# Directive:
Starting at the line containing "Task: Where can the snow" and continuing to the end of the data below, render each line as a row of a Markdown table with the columns Row and Data line, skipping any blank lines.

# Dataset:
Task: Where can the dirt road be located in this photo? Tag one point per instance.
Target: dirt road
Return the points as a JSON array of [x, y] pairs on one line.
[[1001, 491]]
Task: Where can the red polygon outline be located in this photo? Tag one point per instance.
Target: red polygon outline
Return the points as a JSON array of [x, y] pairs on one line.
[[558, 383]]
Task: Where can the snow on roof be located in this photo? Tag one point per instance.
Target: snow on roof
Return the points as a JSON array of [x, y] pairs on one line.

# Solved problem:
| Row | Data line |
|---|---|
| 1 | Task: Where can the snow on roof be located in this photo? Tag one point per instance. |
| 2 | Target: snow on roof |
| 3 | Return the points as a JSON array of [x, y] pairs on one line. |